-- TEXT EXTRACT --
Is this a history too big to be downloaded at once, or a bug in #228 ?

Removing the last chunk of past XML dump: it is probably incomplete
Cannot allocate memory
Cannot allocate memory
Last 124518 lines removed.
    Creepypasta Wiki:Chat/Logs/8 December 2014, 78 edits
Traceback (most recent call last):
  File "./dumpgenerator.py", line 2005, in <module>
    main()
  File "./dumpgenerator.py", line 1995, in main
    resumePreviousDump(config=config, other=other)
  File "./dumpgenerator.py", line 1649, in resumePreviousDump
    session=other['session'])
  File "./dumpgenerator.py", line 684, in generateXMLDump
    for xml in getXMLPage(config=config, title=title, session=session):
  File "./dumpgenerator.py", line 612, in getXMLPage
    yield '  <revision>' + ('<revision>'.join(xml2.split('<revision>')[1:]))
MemoryError
No </mediawiki> tag found: dump failed, needs fixing; resume didn't work. Exiting.
$ wc -l creepypastawikiacom-20150207-history.xml
165624557 creepypastawikiacom-20150207-history.xml

Either way, one thing I still have to do: a try.. except to catch MemoryError and retry with less revisions. And avoid that xml2.split over huge XML files.

@nemobis nemobis added this to the 0.3 milestone Mar 30, 2015
@nemobis
Copy link
Member

nemobis commented Mar 30, 2015

Mostly fixed with d4fd745
I think we are no longer doing .split() on any huge XML, which was our biggest issue. There are still some places where a MemoryError can occur, perhaps they should be logged by wrapping the entire main() in a try except.

@nemobis
Copy link
Member

nemobis commented Mar 30, 2015

  File "./dumpgenerator.py", line 2020, in <module>
    main()
  File "./dumpgenerator.py", line 2010, in main
    resumePreviousDump(config=config, other=other)
  File "./dumpgenerator.py", line 1664, in resumePreviousDump
    session=other['session'])
  File "./dumpgenerator.py", line 687, in generateXMLDump
    for xml in getXMLPage(config=config, title=title, session=session):
  File "./dumpgenerator.py", line 574, in getXMLPage
    xml = re.sub(r'\n\s*<sha1>\w+</sha1>\s*\n', r'\n', xml)
  File "/usr/lib/python2.7/re.py", line 151, in sub
    return _compile(pattern, flags).sub(repl, string, count)
MemoryError
No </mediawiki> tag found: dump failed, needs fixing; resume didn't work. Exiting.

@nemobis
Copy link
Member

nemobis commented Mar 30, 2015

And once that's fixed:

Traceback (most recent call last):
  File "./dumpgenerator.py", line 2030, in <module>
    main()
  File "./dumpgenerator.py", line 2020, in main
    resumePreviousDump(config=config, other=other)
  File "./dumpgenerator.py", line 1674, in resumePreviousDump
    session=other['session'])
  File "./dumpgenerator.py", line 697, in generateXMLDump
    for xml in getXMLPage(config=config, title=title, session=session):
  File "./dumpgenerator.py", line 587, in getXMLPage
    yield xml.split("</page>")[0]
MemoryError
No </mediawiki> tag found: dump failed, needs fixing; resume didn't work. Exiting.

-- DIRECTIVES --
A: Why does the thread call the problem only "Mostly fixed with d4fd745"?
B: Rewrite everything in the records from the line containing "In this photo, each instance of the guitar neck" down to the end of the records, replacing "marker" with "point" and leaving everything else unchanged.

-- TASK MATERIAL --
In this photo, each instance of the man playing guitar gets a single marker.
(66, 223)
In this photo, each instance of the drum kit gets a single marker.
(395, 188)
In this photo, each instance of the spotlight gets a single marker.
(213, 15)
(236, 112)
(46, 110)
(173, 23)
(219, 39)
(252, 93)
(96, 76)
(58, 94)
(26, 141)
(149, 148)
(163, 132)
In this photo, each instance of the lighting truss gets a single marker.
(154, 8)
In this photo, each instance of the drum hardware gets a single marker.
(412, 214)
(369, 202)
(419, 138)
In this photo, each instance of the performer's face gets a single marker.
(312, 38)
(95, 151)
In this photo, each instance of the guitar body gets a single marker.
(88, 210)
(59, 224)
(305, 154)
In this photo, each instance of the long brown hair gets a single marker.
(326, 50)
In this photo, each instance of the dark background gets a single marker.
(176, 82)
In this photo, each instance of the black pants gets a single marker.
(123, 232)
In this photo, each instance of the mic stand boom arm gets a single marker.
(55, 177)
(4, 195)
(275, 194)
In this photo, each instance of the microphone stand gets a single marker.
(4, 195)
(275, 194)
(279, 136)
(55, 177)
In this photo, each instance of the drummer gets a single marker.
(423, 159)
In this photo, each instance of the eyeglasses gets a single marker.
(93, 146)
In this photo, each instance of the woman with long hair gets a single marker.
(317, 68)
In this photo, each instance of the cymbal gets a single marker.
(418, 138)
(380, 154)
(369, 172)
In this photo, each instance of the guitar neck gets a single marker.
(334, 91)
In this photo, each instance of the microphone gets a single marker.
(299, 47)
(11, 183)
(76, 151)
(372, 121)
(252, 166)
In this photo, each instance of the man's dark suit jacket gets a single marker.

-- ANSWERS GIVEN --
A: The commit means the code no longer runs .split() on any huge XML, which was the biggest issue. There are still some places where a MemoryError can occur, so the problem is not fully solved.

B:
In this photo, each instance of the guitar neck gets a single point.
(334, 91)
In this photo, each instance of the microphone gets a single point.
(299, 47)
(11, 183)
(76, 151)
(372, 121)
(252, 166)
In this photo, each instance of the man's dark suit jacket gets a single point.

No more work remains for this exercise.